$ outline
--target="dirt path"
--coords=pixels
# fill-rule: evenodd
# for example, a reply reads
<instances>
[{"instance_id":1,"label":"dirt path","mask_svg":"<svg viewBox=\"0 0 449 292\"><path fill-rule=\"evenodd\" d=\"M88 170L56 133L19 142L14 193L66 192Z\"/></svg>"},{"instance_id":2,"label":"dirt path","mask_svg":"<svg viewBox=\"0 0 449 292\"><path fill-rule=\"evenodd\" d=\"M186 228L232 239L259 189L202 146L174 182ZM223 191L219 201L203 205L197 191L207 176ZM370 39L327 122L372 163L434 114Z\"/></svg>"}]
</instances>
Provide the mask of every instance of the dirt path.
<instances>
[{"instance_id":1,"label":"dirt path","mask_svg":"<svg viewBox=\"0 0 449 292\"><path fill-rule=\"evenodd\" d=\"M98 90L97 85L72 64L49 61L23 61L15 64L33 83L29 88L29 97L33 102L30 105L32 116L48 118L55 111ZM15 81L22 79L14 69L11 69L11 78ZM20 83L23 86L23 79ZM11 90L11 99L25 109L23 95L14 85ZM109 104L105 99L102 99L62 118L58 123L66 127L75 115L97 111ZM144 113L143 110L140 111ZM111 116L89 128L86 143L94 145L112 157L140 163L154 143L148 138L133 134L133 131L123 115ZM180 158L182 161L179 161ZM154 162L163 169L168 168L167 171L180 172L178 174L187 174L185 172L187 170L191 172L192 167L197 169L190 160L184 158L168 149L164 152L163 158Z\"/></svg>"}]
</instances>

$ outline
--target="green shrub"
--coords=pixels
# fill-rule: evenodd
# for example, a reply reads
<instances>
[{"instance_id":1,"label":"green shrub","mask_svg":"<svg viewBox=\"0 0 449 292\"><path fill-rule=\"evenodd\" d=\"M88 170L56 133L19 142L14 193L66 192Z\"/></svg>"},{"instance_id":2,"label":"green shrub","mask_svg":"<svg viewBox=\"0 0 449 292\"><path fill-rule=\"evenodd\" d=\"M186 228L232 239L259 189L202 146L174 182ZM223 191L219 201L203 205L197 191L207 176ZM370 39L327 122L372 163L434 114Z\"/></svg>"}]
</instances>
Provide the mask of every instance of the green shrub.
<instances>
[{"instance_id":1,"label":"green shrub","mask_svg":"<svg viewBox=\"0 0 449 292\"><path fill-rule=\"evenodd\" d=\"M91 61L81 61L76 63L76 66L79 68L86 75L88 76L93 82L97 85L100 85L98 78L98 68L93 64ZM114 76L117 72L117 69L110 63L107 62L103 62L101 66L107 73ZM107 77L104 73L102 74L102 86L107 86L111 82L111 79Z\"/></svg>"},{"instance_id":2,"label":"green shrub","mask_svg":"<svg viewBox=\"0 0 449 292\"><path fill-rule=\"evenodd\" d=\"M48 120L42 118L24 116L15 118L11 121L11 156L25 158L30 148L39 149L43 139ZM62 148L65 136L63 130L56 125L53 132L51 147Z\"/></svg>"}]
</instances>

------------

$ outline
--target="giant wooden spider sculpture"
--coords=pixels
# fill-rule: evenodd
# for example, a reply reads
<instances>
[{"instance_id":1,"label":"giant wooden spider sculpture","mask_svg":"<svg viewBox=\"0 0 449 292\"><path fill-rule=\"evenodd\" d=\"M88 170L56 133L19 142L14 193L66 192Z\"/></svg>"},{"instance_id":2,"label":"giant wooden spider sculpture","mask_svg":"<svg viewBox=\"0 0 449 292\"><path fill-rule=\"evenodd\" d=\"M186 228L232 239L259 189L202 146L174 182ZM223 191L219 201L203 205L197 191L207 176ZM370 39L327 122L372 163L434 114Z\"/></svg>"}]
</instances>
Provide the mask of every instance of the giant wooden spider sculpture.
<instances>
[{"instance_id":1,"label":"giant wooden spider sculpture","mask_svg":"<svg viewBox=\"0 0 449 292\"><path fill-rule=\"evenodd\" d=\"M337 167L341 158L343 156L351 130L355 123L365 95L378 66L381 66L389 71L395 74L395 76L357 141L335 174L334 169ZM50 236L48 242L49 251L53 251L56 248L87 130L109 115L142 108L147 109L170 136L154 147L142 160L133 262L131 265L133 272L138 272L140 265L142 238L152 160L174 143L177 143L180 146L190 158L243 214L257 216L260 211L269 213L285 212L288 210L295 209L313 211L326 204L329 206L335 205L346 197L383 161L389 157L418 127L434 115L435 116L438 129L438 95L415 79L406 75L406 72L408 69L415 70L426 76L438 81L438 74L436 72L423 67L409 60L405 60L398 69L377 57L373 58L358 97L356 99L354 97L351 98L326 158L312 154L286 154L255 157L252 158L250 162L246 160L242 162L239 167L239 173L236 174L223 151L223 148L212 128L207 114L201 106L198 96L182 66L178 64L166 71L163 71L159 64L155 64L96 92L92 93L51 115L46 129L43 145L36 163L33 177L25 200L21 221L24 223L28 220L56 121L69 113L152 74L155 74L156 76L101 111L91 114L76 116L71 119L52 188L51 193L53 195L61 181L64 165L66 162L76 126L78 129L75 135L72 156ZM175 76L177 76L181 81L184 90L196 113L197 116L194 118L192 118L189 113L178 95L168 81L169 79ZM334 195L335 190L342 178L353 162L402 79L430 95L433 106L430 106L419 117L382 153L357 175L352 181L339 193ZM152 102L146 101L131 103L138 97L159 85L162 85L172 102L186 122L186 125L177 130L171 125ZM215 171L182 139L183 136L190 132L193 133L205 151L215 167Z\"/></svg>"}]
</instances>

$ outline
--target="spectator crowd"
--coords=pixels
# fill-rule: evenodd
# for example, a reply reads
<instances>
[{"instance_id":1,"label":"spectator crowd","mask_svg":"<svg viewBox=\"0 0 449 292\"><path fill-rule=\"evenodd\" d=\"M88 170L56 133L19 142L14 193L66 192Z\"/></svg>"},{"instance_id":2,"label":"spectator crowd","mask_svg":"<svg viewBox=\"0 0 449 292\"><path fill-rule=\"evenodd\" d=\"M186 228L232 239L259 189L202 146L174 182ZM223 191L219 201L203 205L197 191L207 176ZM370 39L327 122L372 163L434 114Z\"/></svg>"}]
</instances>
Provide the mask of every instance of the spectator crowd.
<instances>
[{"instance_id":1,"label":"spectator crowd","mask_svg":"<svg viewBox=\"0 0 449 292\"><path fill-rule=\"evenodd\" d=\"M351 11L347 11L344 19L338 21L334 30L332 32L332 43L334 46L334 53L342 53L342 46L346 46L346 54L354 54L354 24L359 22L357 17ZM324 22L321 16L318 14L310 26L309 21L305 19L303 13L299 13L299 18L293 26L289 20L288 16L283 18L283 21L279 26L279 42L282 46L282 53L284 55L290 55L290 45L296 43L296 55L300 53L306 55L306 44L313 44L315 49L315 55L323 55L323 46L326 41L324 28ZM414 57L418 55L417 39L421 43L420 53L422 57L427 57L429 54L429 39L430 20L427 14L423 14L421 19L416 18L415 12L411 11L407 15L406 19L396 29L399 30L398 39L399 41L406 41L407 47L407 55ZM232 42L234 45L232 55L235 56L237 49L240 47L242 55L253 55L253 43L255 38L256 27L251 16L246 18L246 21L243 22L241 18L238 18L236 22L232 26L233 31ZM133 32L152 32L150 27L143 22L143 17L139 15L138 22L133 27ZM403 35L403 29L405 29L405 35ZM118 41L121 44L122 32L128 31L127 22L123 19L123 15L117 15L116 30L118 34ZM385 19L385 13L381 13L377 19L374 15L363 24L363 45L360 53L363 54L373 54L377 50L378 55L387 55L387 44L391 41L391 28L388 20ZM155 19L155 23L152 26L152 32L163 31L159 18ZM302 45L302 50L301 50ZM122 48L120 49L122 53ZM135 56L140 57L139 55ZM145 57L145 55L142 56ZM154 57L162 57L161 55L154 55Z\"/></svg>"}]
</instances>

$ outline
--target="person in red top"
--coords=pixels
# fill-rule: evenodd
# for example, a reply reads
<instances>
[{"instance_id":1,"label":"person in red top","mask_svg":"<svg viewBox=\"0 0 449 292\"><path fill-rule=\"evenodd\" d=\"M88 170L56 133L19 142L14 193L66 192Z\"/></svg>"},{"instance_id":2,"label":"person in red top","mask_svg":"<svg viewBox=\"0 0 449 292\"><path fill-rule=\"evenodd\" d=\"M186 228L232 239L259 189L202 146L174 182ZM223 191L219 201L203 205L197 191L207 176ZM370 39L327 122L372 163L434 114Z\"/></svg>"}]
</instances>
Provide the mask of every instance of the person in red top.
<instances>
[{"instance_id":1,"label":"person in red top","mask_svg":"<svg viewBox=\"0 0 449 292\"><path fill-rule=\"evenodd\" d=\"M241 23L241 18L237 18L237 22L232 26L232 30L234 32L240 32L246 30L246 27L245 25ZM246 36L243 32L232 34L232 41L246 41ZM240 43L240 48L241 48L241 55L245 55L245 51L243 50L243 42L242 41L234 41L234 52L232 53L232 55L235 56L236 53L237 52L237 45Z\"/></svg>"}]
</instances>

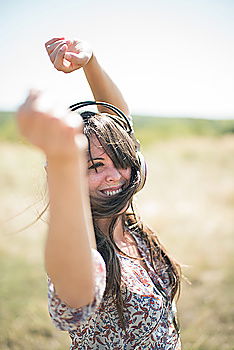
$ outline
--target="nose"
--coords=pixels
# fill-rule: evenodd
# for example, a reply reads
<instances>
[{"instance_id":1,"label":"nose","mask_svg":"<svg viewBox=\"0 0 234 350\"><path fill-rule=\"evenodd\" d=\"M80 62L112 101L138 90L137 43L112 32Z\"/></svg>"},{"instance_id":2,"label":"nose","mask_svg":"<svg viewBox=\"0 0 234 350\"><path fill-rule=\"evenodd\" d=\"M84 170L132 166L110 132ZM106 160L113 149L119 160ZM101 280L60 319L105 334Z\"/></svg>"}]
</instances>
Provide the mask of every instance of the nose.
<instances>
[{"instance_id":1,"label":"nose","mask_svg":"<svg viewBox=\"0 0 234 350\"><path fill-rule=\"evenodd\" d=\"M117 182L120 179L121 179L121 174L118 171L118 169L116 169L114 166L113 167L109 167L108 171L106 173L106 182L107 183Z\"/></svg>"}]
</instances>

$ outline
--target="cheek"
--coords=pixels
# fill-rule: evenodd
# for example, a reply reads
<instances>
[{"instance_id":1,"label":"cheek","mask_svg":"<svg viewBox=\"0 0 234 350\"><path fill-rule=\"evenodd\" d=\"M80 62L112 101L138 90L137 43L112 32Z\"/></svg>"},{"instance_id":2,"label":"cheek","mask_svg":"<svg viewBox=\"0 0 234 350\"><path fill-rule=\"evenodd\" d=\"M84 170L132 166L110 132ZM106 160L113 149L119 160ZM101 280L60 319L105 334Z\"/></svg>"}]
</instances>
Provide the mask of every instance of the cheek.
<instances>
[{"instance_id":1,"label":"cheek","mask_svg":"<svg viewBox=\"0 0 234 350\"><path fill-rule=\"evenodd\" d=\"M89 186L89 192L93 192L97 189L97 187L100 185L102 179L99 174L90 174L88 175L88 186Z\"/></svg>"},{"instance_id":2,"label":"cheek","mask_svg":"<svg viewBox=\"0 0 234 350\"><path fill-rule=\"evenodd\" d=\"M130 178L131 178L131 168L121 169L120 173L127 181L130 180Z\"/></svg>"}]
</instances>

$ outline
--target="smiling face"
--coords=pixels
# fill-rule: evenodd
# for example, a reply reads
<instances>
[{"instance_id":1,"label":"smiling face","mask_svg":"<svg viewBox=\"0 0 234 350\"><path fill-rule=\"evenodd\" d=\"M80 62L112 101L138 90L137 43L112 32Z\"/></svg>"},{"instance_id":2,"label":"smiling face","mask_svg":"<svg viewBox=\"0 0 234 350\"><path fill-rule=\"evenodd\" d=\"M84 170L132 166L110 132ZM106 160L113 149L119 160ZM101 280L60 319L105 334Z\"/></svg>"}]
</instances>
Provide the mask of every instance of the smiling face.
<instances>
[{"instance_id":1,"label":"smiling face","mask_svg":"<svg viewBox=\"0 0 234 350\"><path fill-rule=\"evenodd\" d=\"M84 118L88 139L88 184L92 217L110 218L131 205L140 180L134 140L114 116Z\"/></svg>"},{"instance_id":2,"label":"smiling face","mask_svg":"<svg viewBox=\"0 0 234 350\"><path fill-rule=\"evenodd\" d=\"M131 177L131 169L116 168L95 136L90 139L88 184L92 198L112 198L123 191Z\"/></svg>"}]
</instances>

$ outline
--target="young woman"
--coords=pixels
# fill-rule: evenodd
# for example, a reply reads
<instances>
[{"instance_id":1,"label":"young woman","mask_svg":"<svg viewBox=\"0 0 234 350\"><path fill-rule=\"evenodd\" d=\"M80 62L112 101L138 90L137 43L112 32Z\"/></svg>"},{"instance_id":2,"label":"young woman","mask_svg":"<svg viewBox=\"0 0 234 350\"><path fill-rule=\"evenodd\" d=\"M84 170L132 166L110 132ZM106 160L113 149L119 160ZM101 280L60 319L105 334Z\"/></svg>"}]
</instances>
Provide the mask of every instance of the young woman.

------------

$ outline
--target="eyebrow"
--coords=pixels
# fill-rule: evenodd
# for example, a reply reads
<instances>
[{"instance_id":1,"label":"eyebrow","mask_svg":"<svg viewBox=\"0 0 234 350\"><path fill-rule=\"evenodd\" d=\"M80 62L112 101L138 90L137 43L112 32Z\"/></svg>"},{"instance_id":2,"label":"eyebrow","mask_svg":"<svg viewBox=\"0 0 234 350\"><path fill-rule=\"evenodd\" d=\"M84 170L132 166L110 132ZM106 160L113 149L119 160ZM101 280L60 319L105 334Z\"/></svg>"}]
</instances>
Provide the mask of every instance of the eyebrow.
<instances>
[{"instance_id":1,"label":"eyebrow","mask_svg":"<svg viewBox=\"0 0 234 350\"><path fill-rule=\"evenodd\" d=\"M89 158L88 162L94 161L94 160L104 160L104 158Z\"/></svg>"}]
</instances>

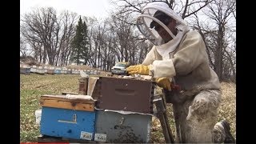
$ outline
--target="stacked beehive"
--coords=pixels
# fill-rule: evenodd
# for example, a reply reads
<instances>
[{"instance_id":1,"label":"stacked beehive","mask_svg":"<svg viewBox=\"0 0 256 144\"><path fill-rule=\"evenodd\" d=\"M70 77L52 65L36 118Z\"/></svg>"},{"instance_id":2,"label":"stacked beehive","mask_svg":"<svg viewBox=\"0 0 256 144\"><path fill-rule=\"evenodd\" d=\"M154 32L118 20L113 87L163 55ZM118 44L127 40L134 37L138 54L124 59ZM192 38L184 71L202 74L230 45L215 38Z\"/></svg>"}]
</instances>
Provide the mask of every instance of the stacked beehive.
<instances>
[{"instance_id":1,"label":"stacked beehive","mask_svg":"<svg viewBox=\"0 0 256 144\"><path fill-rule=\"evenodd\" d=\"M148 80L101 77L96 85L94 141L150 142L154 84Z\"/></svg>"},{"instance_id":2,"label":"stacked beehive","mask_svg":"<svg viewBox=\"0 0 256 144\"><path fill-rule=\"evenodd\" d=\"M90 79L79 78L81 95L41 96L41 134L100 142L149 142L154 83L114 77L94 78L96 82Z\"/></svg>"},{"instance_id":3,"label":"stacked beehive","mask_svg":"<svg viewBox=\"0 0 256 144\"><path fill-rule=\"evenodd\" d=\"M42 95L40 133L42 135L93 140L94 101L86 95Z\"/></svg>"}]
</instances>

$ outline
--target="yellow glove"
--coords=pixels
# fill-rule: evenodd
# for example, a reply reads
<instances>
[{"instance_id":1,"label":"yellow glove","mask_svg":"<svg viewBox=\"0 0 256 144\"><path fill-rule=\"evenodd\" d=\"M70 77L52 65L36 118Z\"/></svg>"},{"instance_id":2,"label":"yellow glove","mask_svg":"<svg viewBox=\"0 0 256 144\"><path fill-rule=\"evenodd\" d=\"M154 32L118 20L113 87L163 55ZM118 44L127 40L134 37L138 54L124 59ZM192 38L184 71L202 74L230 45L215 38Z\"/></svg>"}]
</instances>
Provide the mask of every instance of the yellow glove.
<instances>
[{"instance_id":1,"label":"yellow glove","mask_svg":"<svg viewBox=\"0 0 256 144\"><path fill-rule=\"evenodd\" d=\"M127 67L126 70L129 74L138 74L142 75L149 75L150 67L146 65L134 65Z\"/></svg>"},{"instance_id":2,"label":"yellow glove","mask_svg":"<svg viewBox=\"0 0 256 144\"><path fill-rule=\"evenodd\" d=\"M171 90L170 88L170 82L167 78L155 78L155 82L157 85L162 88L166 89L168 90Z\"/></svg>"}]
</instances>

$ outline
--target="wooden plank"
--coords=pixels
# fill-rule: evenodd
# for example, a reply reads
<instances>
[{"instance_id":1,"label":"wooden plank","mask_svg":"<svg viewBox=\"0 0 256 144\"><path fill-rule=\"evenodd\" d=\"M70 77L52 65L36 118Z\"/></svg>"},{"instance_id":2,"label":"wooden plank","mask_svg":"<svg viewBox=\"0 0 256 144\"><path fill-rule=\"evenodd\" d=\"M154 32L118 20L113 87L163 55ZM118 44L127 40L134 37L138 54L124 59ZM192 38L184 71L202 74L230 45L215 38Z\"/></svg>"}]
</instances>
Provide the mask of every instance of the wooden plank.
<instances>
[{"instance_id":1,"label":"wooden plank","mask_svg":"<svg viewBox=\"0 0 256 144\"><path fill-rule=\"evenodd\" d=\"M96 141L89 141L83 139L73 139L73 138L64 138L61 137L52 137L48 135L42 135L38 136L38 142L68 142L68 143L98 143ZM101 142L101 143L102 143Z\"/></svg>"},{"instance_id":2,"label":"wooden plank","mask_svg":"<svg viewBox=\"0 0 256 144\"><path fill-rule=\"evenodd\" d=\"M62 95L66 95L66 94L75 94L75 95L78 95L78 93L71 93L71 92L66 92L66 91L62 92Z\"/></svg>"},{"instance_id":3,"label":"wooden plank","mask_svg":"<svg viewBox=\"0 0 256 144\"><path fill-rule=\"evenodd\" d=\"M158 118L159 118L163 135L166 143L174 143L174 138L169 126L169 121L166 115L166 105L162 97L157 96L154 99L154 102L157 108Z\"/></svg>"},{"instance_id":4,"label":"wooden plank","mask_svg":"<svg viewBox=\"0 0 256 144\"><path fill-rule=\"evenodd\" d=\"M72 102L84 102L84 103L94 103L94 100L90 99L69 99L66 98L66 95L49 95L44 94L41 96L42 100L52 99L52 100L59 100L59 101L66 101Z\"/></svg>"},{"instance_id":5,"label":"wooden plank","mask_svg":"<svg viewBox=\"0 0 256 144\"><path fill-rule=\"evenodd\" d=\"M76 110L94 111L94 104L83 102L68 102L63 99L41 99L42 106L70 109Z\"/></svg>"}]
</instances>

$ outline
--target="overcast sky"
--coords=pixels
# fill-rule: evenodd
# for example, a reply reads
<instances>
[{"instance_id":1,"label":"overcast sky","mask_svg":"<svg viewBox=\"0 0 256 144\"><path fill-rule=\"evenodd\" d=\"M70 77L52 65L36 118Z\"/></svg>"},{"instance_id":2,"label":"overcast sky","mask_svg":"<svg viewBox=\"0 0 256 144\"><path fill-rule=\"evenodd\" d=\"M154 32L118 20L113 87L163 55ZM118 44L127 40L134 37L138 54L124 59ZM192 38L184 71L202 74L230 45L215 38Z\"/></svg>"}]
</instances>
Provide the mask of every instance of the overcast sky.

------------

### TASK DETAILS
Count the lines in the records above that contain the string "cheek". Give only the number.

### RESULT
4